In the post on health care choices, list every proposal for reining in costs that the author calls "goody goody."

- Reading passage

━━━

Wednesday, February 25, 2009

Obama, Kennedy, and Tough Health Care Choices

In his address last night President Obama spoke with force about the need for affordable, accessible, high quality health care for all Americans. It's hard to see how anyone can oppose those goals. But getting there will require tough choices that - notwithstanding his popularity - I don't think he has the political capital to carry out.

The goody goody proposals for reining in health care costs - more information technology, medical homes, and comparative effectiveness research - won't slow down the cost trend on their own. We'll need to confront our own ethic of unlimited choice, autonomy for every doctor-patient dyad, and condemnation of any effort to limit spending on costly marginal benefits as unethical rationing.

All developed economies have come to grips with these ethical challenges more robustly than we have. Their global budgets for health care don't allow the public and political leaders to pretend, as we have done for decades, that limiting health care costs is an ethical abomination.

We've created a climate of entitlement on the part of ourselves (the world of patients) and on the part of all the commercial enterprises that have been able to sell to a health system that refuses to get tough about purchasing.

Most physicians in their heart of hearts understand the situation and the need for change. But we need a strong public voice to tell us the truth and help us move forward.

I think the habits of entitlement and the commercial vested interests are too strong for President Obama to take on. Telling the truth won't be popular, and he has the most daunting agenda imaginable.

Since Medicare has to take the lead in insurance reform, we need voices from the Medicare constituency. And since setting limits on what we will pay for with collective (insurance) funds means forgoing beneficial interventions with small yield for the costs they entail, we need advocates who have looked illness and death in the eye.

That's where Senator Kennedy comes in. He just turned 77, and as the world knows, is being treated for brain cancer. He is uniquely positioned to tell us what we need to hear. It's not hard to know what has to be said - John Kitzhaber wrote much of the needed script in Oregon 20 years ago. We need leadership, not more research.

If Senator Kennedy's health allows him to take on this challenge he will leave a stronger country and a legacy to be proud of.

━━━

- Supplied information
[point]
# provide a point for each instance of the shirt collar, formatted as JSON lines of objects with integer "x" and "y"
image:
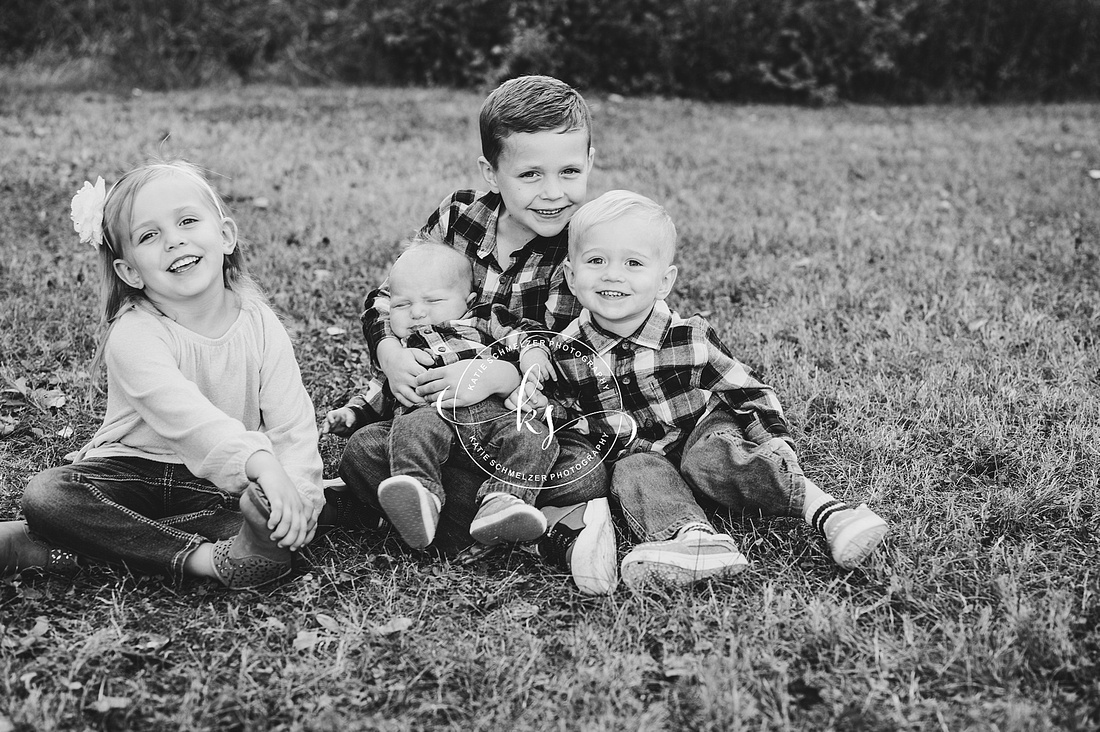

━━━

- Reply
- More information technology
- Medical homes
- Comparative effectiveness research